**Dataset records**.
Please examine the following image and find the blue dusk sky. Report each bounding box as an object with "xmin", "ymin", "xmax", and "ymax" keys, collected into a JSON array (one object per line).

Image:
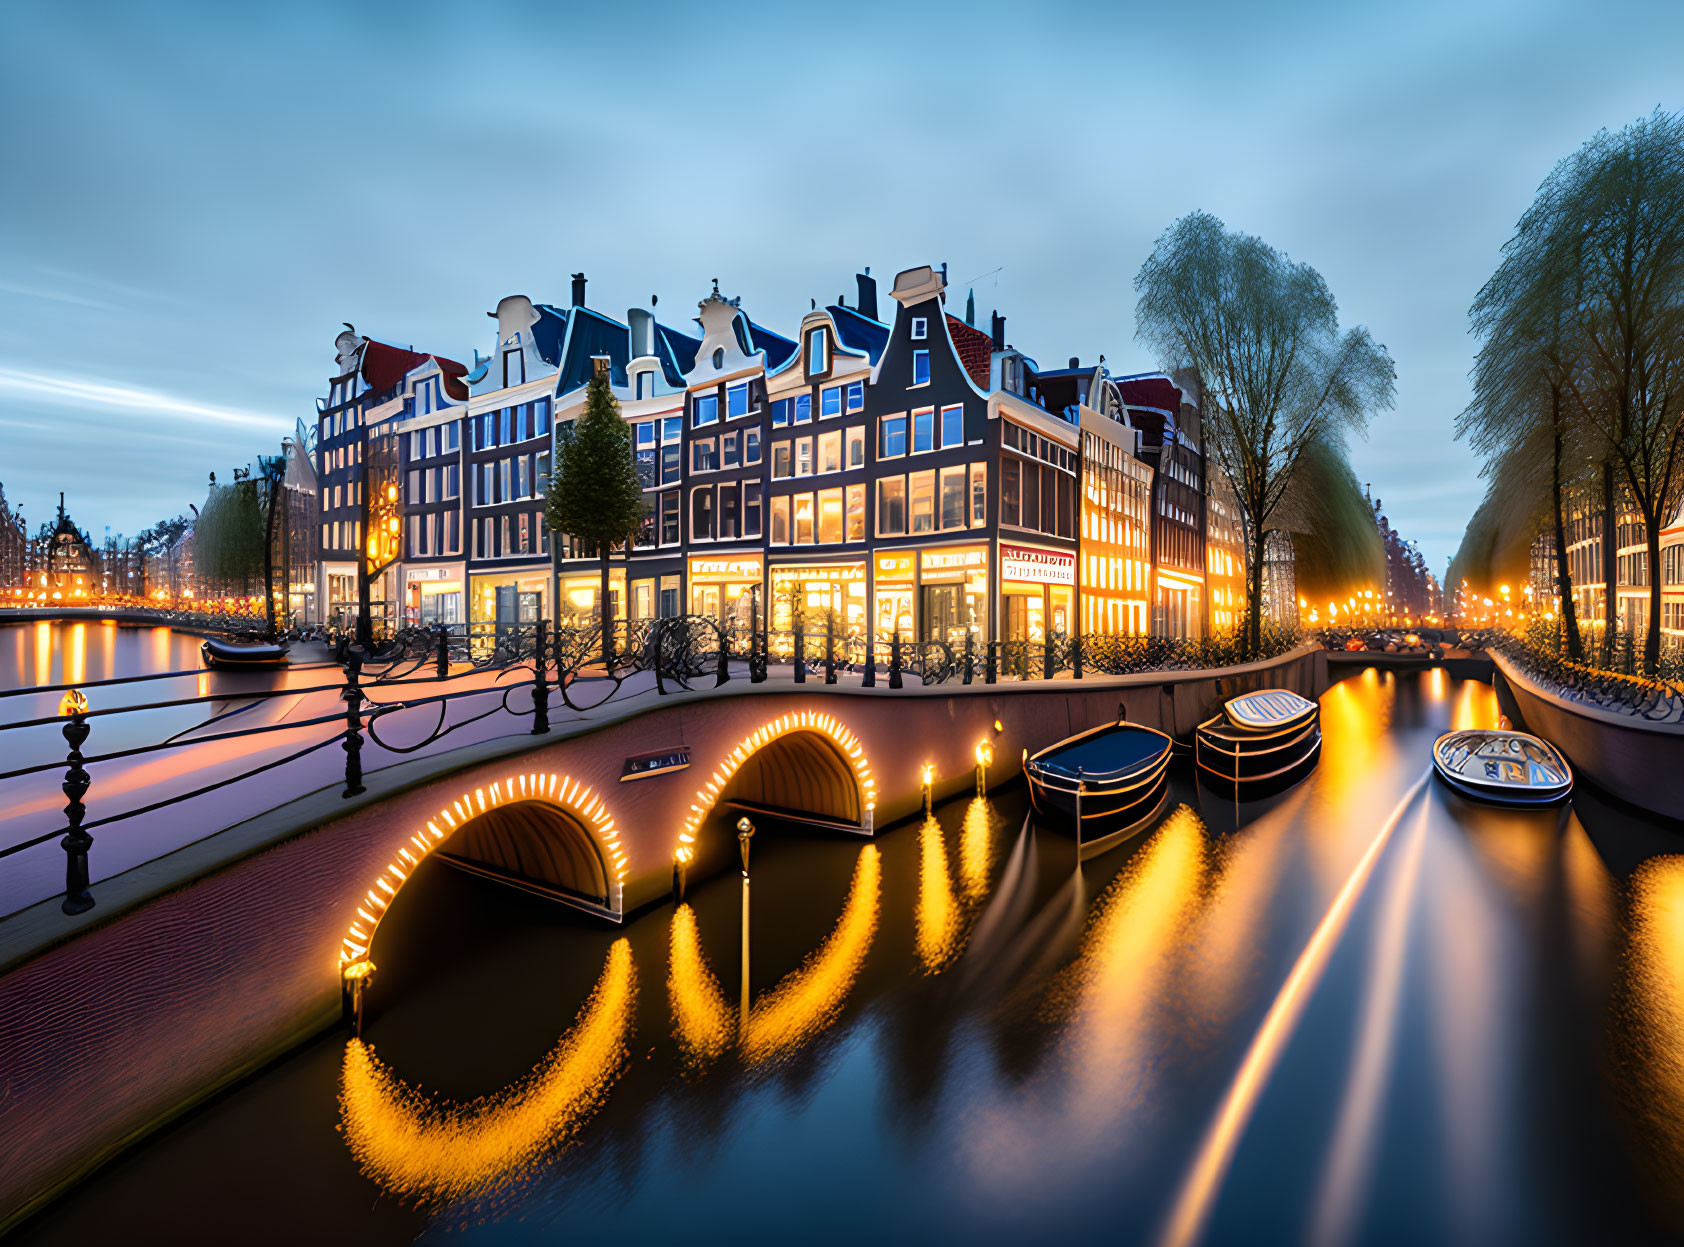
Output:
[{"xmin": 2, "ymin": 0, "xmax": 1681, "ymax": 569}]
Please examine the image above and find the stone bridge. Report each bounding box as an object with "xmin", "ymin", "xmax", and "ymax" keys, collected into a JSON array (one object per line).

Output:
[{"xmin": 0, "ymin": 646, "xmax": 1327, "ymax": 1230}]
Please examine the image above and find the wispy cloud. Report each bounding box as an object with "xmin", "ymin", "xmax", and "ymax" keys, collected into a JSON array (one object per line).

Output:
[
  {"xmin": 0, "ymin": 280, "xmax": 122, "ymax": 313},
  {"xmin": 0, "ymin": 367, "xmax": 290, "ymax": 432}
]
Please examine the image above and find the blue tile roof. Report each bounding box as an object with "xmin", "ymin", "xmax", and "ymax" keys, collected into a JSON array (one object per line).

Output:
[
  {"xmin": 555, "ymin": 306, "xmax": 631, "ymax": 395},
  {"xmin": 827, "ymin": 304, "xmax": 890, "ymax": 363}
]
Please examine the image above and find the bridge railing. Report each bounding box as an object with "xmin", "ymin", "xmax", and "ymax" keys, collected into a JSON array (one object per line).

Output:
[{"xmin": 0, "ymin": 618, "xmax": 1304, "ymax": 919}]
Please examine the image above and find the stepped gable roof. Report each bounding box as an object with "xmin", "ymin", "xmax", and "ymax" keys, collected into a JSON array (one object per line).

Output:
[
  {"xmin": 361, "ymin": 339, "xmax": 469, "ymax": 400},
  {"xmin": 945, "ymin": 315, "xmax": 994, "ymax": 390},
  {"xmin": 828, "ymin": 304, "xmax": 891, "ymax": 364}
]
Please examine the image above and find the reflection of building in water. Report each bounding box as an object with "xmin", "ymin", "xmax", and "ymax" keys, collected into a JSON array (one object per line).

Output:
[
  {"xmin": 665, "ymin": 846, "xmax": 881, "ymax": 1069},
  {"xmin": 337, "ymin": 939, "xmax": 635, "ymax": 1206},
  {"xmin": 1617, "ymin": 855, "xmax": 1684, "ymax": 1217}
]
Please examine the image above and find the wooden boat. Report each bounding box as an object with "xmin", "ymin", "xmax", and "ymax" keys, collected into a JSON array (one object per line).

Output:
[
  {"xmin": 200, "ymin": 636, "xmax": 288, "ymax": 670},
  {"xmin": 1026, "ymin": 720, "xmax": 1173, "ymax": 854},
  {"xmin": 1195, "ymin": 688, "xmax": 1322, "ymax": 795},
  {"xmin": 1431, "ymin": 729, "xmax": 1572, "ymax": 805}
]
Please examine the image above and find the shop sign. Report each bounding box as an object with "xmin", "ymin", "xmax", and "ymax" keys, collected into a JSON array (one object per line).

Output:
[
  {"xmin": 690, "ymin": 557, "xmax": 763, "ymax": 582},
  {"xmin": 1001, "ymin": 543, "xmax": 1076, "ymax": 586},
  {"xmin": 406, "ymin": 567, "xmax": 452, "ymax": 582},
  {"xmin": 773, "ymin": 563, "xmax": 865, "ymax": 583},
  {"xmin": 620, "ymin": 746, "xmax": 691, "ymax": 782},
  {"xmin": 920, "ymin": 547, "xmax": 987, "ymax": 574},
  {"xmin": 875, "ymin": 553, "xmax": 915, "ymax": 580}
]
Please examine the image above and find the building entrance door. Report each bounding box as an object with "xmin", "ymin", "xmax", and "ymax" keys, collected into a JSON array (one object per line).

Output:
[{"xmin": 922, "ymin": 584, "xmax": 960, "ymax": 646}]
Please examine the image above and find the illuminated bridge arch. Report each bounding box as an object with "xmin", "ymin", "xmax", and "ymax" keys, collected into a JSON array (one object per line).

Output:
[
  {"xmin": 339, "ymin": 772, "xmax": 627, "ymax": 970},
  {"xmin": 675, "ymin": 710, "xmax": 876, "ymax": 864}
]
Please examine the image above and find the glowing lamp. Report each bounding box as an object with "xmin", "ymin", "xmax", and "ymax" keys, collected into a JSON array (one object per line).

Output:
[{"xmin": 58, "ymin": 689, "xmax": 89, "ymax": 717}]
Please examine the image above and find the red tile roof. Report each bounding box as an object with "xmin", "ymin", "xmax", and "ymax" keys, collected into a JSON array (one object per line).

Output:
[
  {"xmin": 361, "ymin": 340, "xmax": 470, "ymax": 401},
  {"xmin": 946, "ymin": 315, "xmax": 993, "ymax": 390}
]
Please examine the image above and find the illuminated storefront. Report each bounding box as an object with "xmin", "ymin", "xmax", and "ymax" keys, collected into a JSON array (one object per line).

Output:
[
  {"xmin": 771, "ymin": 560, "xmax": 865, "ymax": 635},
  {"xmin": 403, "ymin": 564, "xmax": 464, "ymax": 626},
  {"xmin": 1080, "ymin": 423, "xmax": 1154, "ymax": 636},
  {"xmin": 1154, "ymin": 567, "xmax": 1204, "ymax": 640},
  {"xmin": 628, "ymin": 572, "xmax": 682, "ymax": 621},
  {"xmin": 873, "ymin": 552, "xmax": 916, "ymax": 644},
  {"xmin": 470, "ymin": 570, "xmax": 553, "ymax": 627},
  {"xmin": 688, "ymin": 555, "xmax": 762, "ymax": 629},
  {"xmin": 556, "ymin": 569, "xmax": 624, "ymax": 628},
  {"xmin": 1000, "ymin": 542, "xmax": 1075, "ymax": 645},
  {"xmin": 916, "ymin": 545, "xmax": 988, "ymax": 645}
]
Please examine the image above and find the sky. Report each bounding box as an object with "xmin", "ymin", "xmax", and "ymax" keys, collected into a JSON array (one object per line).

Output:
[{"xmin": 2, "ymin": 0, "xmax": 1681, "ymax": 571}]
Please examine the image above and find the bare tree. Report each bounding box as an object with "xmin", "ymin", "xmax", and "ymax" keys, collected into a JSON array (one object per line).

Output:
[{"xmin": 1135, "ymin": 212, "xmax": 1396, "ymax": 651}]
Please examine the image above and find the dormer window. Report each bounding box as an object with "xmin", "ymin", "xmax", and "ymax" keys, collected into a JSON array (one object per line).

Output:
[
  {"xmin": 503, "ymin": 349, "xmax": 523, "ymax": 388},
  {"xmin": 807, "ymin": 328, "xmax": 828, "ymax": 376},
  {"xmin": 911, "ymin": 317, "xmax": 927, "ymax": 340},
  {"xmin": 636, "ymin": 371, "xmax": 652, "ymax": 400},
  {"xmin": 712, "ymin": 347, "xmax": 725, "ymax": 369}
]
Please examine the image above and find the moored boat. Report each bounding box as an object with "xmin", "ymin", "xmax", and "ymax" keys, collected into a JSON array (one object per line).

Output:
[
  {"xmin": 201, "ymin": 636, "xmax": 288, "ymax": 670},
  {"xmin": 1195, "ymin": 688, "xmax": 1322, "ymax": 795},
  {"xmin": 1431, "ymin": 729, "xmax": 1572, "ymax": 805},
  {"xmin": 1026, "ymin": 720, "xmax": 1173, "ymax": 854}
]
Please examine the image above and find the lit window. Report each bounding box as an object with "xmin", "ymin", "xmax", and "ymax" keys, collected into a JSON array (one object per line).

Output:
[
  {"xmin": 970, "ymin": 463, "xmax": 987, "ymax": 525},
  {"xmin": 940, "ymin": 466, "xmax": 967, "ymax": 530},
  {"xmin": 909, "ymin": 470, "xmax": 935, "ymax": 534},
  {"xmin": 772, "ymin": 442, "xmax": 792, "ymax": 479},
  {"xmin": 846, "ymin": 425, "xmax": 865, "ymax": 469},
  {"xmin": 912, "ymin": 350, "xmax": 930, "ymax": 386},
  {"xmin": 818, "ymin": 488, "xmax": 844, "ymax": 544},
  {"xmin": 819, "ymin": 430, "xmax": 841, "ymax": 473},
  {"xmin": 770, "ymin": 495, "xmax": 790, "ymax": 544},
  {"xmin": 878, "ymin": 477, "xmax": 906, "ymax": 536},
  {"xmin": 793, "ymin": 492, "xmax": 815, "ymax": 544},
  {"xmin": 796, "ymin": 437, "xmax": 813, "ymax": 476},
  {"xmin": 846, "ymin": 484, "xmax": 866, "ymax": 542}
]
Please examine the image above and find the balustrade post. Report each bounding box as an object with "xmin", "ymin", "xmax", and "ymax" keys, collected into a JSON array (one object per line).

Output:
[
  {"xmin": 889, "ymin": 633, "xmax": 903, "ymax": 689},
  {"xmin": 964, "ymin": 631, "xmax": 974, "ymax": 685},
  {"xmin": 434, "ymin": 624, "xmax": 449, "ymax": 680},
  {"xmin": 1043, "ymin": 639, "xmax": 1055, "ymax": 681},
  {"xmin": 824, "ymin": 615, "xmax": 837, "ymax": 684},
  {"xmin": 986, "ymin": 640, "xmax": 997, "ymax": 685},
  {"xmin": 1073, "ymin": 634, "xmax": 1084, "ymax": 680},
  {"xmin": 793, "ymin": 618, "xmax": 806, "ymax": 684},
  {"xmin": 342, "ymin": 653, "xmax": 366, "ymax": 798},
  {"xmin": 531, "ymin": 619, "xmax": 551, "ymax": 734},
  {"xmin": 751, "ymin": 624, "xmax": 767, "ymax": 684},
  {"xmin": 59, "ymin": 700, "xmax": 94, "ymax": 915},
  {"xmin": 716, "ymin": 623, "xmax": 730, "ymax": 688},
  {"xmin": 862, "ymin": 631, "xmax": 876, "ymax": 688}
]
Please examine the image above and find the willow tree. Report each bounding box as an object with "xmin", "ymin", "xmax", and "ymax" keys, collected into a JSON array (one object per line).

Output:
[
  {"xmin": 1136, "ymin": 212, "xmax": 1396, "ymax": 652},
  {"xmin": 545, "ymin": 362, "xmax": 645, "ymax": 667},
  {"xmin": 1495, "ymin": 111, "xmax": 1684, "ymax": 670}
]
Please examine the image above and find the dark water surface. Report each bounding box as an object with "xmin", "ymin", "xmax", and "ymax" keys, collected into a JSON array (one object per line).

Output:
[{"xmin": 16, "ymin": 669, "xmax": 1684, "ymax": 1246}]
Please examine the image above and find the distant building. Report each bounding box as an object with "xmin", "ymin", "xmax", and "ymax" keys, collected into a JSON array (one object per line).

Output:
[{"xmin": 0, "ymin": 481, "xmax": 26, "ymax": 591}]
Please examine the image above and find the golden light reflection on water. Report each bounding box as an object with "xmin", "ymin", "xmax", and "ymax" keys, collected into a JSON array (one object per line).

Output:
[
  {"xmin": 1159, "ymin": 775, "xmax": 1428, "ymax": 1247},
  {"xmin": 740, "ymin": 845, "xmax": 880, "ymax": 1065},
  {"xmin": 669, "ymin": 904, "xmax": 731, "ymax": 1070},
  {"xmin": 967, "ymin": 807, "xmax": 1208, "ymax": 1193},
  {"xmin": 67, "ymin": 622, "xmax": 85, "ymax": 686},
  {"xmin": 1620, "ymin": 856, "xmax": 1684, "ymax": 1201},
  {"xmin": 1318, "ymin": 678, "xmax": 1389, "ymax": 807},
  {"xmin": 338, "ymin": 939, "xmax": 636, "ymax": 1206},
  {"xmin": 917, "ymin": 816, "xmax": 963, "ymax": 974},
  {"xmin": 959, "ymin": 797, "xmax": 994, "ymax": 904},
  {"xmin": 667, "ymin": 847, "xmax": 883, "ymax": 1070},
  {"xmin": 34, "ymin": 621, "xmax": 51, "ymax": 687},
  {"xmin": 1450, "ymin": 678, "xmax": 1499, "ymax": 732}
]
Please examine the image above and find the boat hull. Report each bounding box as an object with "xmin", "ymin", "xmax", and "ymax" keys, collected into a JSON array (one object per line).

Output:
[
  {"xmin": 1194, "ymin": 711, "xmax": 1322, "ymax": 796},
  {"xmin": 1430, "ymin": 729, "xmax": 1572, "ymax": 805},
  {"xmin": 200, "ymin": 639, "xmax": 288, "ymax": 670},
  {"xmin": 1025, "ymin": 721, "xmax": 1174, "ymax": 852}
]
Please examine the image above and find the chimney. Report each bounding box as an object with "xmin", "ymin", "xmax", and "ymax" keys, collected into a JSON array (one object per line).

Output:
[
  {"xmin": 1069, "ymin": 356, "xmax": 1079, "ymax": 369},
  {"xmin": 990, "ymin": 312, "xmax": 1006, "ymax": 351},
  {"xmin": 571, "ymin": 272, "xmax": 587, "ymax": 307},
  {"xmin": 855, "ymin": 269, "xmax": 878, "ymax": 320},
  {"xmin": 627, "ymin": 307, "xmax": 654, "ymax": 358}
]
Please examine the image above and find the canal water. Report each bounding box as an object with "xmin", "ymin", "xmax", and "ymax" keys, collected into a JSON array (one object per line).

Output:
[
  {"xmin": 0, "ymin": 620, "xmax": 205, "ymax": 691},
  {"xmin": 14, "ymin": 669, "xmax": 1684, "ymax": 1245}
]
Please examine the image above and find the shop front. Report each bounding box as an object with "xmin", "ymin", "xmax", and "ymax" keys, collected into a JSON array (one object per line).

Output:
[
  {"xmin": 687, "ymin": 555, "xmax": 762, "ymax": 631},
  {"xmin": 771, "ymin": 559, "xmax": 866, "ymax": 637},
  {"xmin": 470, "ymin": 567, "xmax": 553, "ymax": 630},
  {"xmin": 628, "ymin": 570, "xmax": 683, "ymax": 622},
  {"xmin": 999, "ymin": 541, "xmax": 1076, "ymax": 651},
  {"xmin": 557, "ymin": 567, "xmax": 625, "ymax": 630},
  {"xmin": 917, "ymin": 545, "xmax": 988, "ymax": 647},
  {"xmin": 873, "ymin": 552, "xmax": 916, "ymax": 645},
  {"xmin": 403, "ymin": 564, "xmax": 464, "ymax": 627},
  {"xmin": 1153, "ymin": 568, "xmax": 1204, "ymax": 640},
  {"xmin": 321, "ymin": 562, "xmax": 358, "ymax": 630}
]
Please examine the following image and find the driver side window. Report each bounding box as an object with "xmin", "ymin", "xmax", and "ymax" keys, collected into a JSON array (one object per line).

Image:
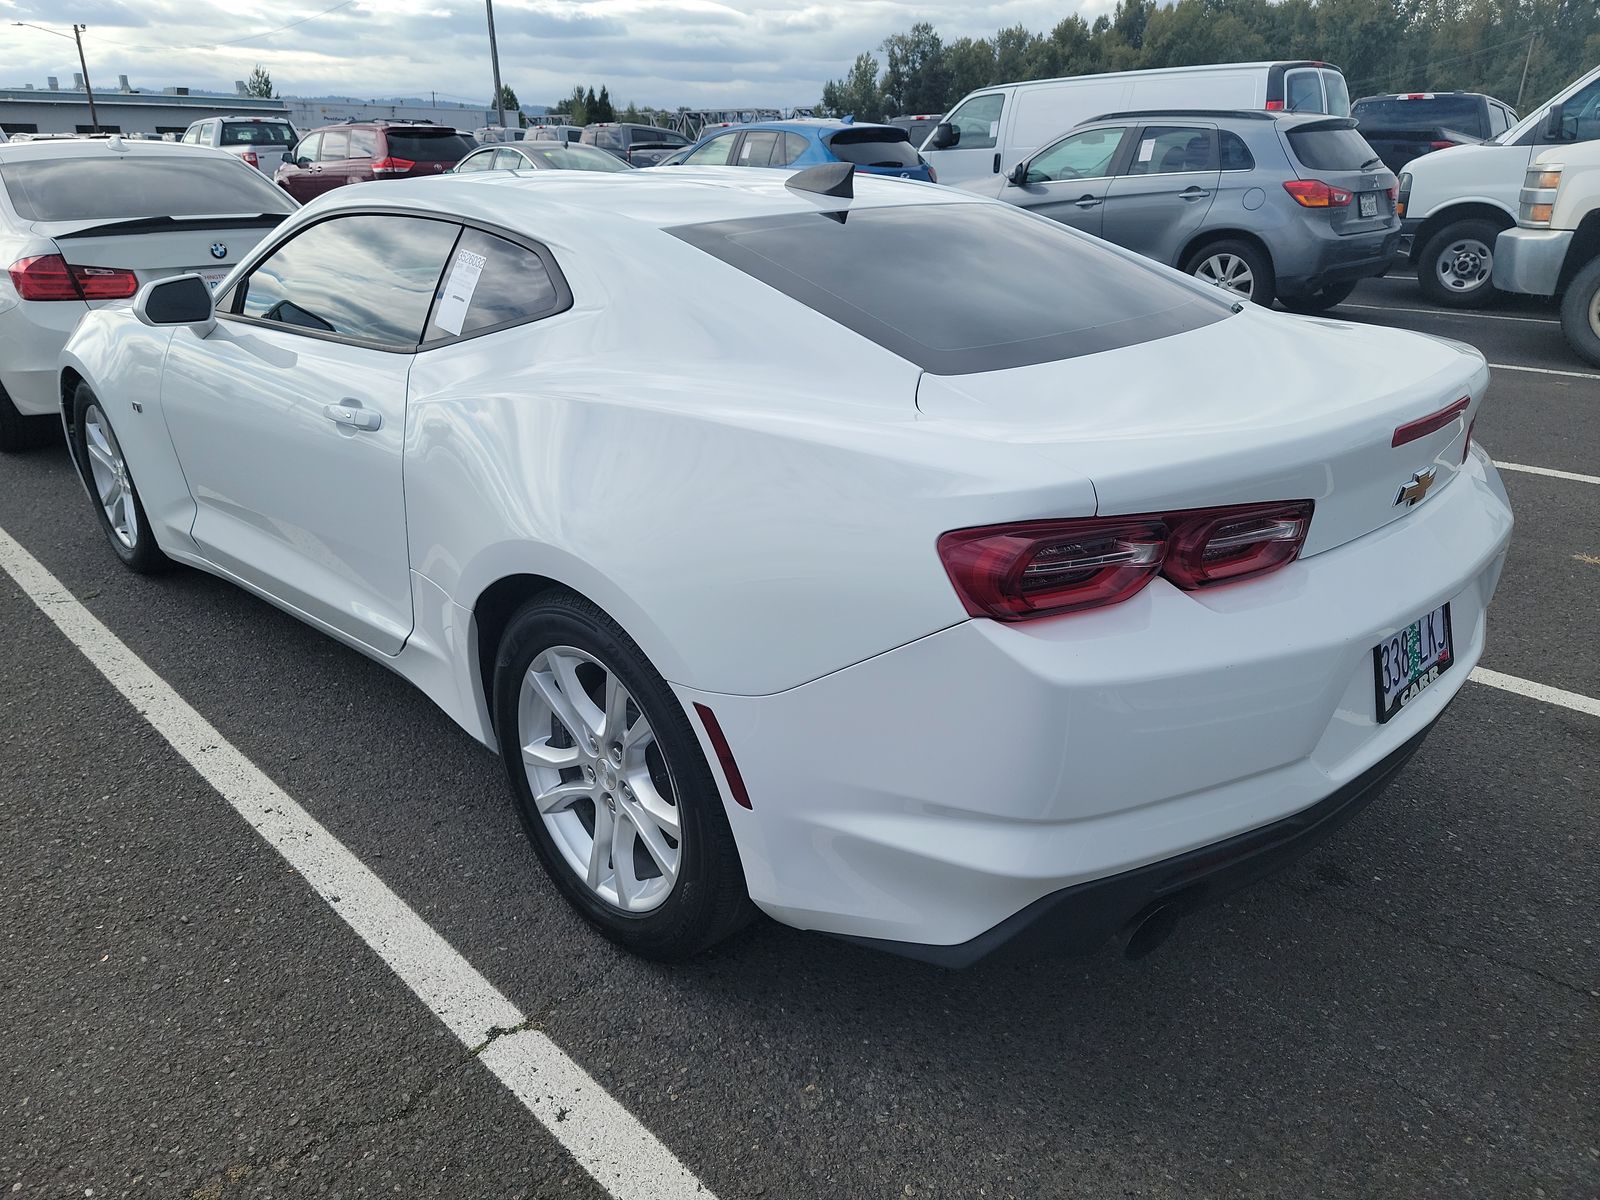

**Aim of the exercise**.
Would you give the number of lines in this listing that include "tile"? Only the number, please.

**Answer for the task**.
2